* [Task goal] Reproduce each of the following lines verbatim, omitting the pictures from your copy.

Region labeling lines
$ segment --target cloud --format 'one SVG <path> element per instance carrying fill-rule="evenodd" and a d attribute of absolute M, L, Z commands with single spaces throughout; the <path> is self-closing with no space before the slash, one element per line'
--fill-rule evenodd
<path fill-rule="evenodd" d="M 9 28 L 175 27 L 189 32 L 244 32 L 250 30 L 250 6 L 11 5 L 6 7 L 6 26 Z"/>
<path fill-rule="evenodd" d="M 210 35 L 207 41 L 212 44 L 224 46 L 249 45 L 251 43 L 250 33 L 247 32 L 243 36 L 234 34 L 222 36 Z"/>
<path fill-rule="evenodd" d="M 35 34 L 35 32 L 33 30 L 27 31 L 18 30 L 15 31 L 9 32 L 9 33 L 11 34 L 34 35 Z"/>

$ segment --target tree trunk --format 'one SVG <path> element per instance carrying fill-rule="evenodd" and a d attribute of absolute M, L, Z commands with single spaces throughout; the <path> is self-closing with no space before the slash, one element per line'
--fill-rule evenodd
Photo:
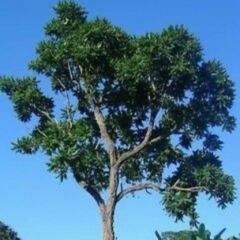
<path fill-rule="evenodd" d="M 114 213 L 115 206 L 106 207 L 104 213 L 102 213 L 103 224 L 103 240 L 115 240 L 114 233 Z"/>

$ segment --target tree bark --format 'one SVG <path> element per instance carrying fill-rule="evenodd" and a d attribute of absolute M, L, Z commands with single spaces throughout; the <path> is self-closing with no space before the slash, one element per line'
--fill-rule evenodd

* [Response]
$ segment --target cloud --format 'one SVG <path> element per instance carrying fill-rule="evenodd" and a d attribute of absolute M, L, Z commands with single spaces throughout; the <path> is self-closing with no space before the slash, one element per line'
--fill-rule evenodd
<path fill-rule="evenodd" d="M 9 28 L 175 27 L 189 32 L 244 32 L 250 30 L 250 6 L 11 5 L 6 7 L 6 26 Z"/>
<path fill-rule="evenodd" d="M 210 35 L 207 41 L 212 44 L 224 46 L 249 45 L 251 43 L 250 33 L 247 32 L 243 36 L 234 34 L 222 36 Z"/>
<path fill-rule="evenodd" d="M 35 34 L 35 32 L 33 30 L 27 31 L 18 30 L 15 31 L 9 32 L 9 33 L 11 34 L 34 35 Z"/>

$ segment --target tree trunk --format 'one SVG <path> element per instance carrying fill-rule="evenodd" and a d attribute of absolute M, L, Z commands with single spaces throughout; the <path> is self-closing with no space before the slash, one element per line'
--fill-rule evenodd
Photo:
<path fill-rule="evenodd" d="M 114 213 L 115 206 L 106 207 L 104 213 L 102 213 L 103 224 L 103 240 L 115 240 L 114 233 Z"/>

$ segment --target tree bark --format 'one SVG <path> element per instance carrying fill-rule="evenodd" and a d attribute of absolute M, L, Z commands with single spaces throughout; the <path> is self-closing with no space before the slash, one element per line'
--fill-rule evenodd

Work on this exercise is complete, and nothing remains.